[Records excerpted from a collection]
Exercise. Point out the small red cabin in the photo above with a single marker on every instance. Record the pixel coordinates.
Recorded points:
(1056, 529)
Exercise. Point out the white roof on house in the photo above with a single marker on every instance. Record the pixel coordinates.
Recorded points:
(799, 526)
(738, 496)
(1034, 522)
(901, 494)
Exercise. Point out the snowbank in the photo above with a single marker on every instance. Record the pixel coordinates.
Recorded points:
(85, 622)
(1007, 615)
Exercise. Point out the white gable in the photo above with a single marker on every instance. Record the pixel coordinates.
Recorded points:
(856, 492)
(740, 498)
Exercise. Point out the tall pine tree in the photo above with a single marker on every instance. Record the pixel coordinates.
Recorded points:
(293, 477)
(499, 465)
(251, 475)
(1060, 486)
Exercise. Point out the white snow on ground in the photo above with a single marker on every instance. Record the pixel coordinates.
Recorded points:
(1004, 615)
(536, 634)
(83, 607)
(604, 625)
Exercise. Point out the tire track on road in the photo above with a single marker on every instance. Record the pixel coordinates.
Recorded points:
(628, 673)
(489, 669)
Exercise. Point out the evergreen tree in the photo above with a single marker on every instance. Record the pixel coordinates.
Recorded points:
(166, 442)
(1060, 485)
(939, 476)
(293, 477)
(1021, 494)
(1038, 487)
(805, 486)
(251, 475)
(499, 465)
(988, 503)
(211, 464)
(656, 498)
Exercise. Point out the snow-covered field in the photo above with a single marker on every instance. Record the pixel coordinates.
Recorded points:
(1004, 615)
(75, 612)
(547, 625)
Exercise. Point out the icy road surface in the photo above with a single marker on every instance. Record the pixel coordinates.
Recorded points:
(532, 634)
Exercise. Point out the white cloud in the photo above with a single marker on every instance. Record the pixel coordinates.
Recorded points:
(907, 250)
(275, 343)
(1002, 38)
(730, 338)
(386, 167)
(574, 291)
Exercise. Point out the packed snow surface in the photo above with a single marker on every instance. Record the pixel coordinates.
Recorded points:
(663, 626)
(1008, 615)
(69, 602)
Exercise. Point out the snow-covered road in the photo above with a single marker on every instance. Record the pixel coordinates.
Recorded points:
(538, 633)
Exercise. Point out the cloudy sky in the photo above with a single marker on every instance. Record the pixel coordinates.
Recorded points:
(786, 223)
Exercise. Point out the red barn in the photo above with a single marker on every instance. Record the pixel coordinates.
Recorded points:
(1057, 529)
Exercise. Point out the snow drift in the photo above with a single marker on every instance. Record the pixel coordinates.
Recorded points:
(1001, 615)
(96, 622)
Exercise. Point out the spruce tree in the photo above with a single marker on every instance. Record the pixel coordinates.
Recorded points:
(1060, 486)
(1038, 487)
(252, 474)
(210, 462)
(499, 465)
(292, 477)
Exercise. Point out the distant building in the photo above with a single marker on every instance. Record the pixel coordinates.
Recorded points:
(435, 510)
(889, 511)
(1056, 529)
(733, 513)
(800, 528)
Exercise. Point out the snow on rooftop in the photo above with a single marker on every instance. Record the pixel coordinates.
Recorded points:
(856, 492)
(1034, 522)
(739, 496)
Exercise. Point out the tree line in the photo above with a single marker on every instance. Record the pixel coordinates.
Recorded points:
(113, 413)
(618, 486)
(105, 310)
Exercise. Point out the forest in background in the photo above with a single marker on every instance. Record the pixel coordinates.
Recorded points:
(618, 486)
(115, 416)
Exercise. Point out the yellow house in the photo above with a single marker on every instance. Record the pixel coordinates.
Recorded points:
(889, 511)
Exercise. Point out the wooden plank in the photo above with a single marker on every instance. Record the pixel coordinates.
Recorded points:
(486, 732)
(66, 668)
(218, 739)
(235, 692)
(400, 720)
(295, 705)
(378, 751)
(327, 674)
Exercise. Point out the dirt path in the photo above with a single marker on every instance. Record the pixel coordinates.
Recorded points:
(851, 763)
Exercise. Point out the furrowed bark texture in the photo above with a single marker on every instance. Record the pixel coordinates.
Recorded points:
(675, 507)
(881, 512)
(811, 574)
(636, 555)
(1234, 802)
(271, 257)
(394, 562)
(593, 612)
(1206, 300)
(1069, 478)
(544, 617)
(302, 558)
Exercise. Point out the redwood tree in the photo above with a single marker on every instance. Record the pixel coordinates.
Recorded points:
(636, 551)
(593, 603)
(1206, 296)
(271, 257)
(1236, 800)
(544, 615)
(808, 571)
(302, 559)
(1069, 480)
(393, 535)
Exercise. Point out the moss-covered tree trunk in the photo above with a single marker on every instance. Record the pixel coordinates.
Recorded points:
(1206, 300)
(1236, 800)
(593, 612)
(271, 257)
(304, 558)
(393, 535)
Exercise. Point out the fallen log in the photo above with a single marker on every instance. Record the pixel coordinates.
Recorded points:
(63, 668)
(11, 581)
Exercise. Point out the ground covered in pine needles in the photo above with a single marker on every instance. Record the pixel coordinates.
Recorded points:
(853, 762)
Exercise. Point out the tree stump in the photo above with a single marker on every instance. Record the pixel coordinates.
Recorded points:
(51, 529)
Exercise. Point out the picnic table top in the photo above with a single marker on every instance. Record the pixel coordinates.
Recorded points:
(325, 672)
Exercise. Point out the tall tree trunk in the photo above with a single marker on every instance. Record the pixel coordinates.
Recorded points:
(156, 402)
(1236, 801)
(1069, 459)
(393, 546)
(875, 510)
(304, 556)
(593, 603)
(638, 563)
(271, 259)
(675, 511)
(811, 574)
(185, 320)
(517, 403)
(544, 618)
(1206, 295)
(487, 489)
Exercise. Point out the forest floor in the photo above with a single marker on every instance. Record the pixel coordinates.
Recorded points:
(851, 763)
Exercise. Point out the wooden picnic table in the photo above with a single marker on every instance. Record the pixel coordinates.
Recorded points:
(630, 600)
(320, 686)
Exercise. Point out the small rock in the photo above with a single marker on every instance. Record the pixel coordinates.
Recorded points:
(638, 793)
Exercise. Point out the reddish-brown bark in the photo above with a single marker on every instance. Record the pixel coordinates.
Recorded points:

Instruction
Only the lines from the one containing "Exercise. Point out the tall tree" to the end of the data should be printed, exactly as they stand.

Solution for this exercise
Exercise. Point out the tall tree trunk in the photo above with a single marker on every instance. Record the pixel coordinates.
Recorded points:
(156, 402)
(1236, 801)
(1069, 459)
(393, 546)
(875, 510)
(304, 556)
(593, 603)
(638, 563)
(271, 259)
(675, 511)
(811, 574)
(185, 320)
(517, 403)
(544, 618)
(1206, 295)
(487, 489)
Exercise. Point out the forest floor in the photo above with a single marker on every instance. Record the pixel coordinates.
Recorded points:
(851, 763)
Exercise. Point out the wooden picnic table in the photo above with a single marker on every instance. Record the pixel coordinates.
Recorded points:
(630, 600)
(320, 686)
Exercise. Point out the small rock in the photo above with a single marker on every instance. Record the pixel coordinates.
Recorded points:
(638, 793)
Exercise. Point out the reddish-brown bark in the photo above with a single marker on every instance. Record the pixel coordinates.
Recorded points:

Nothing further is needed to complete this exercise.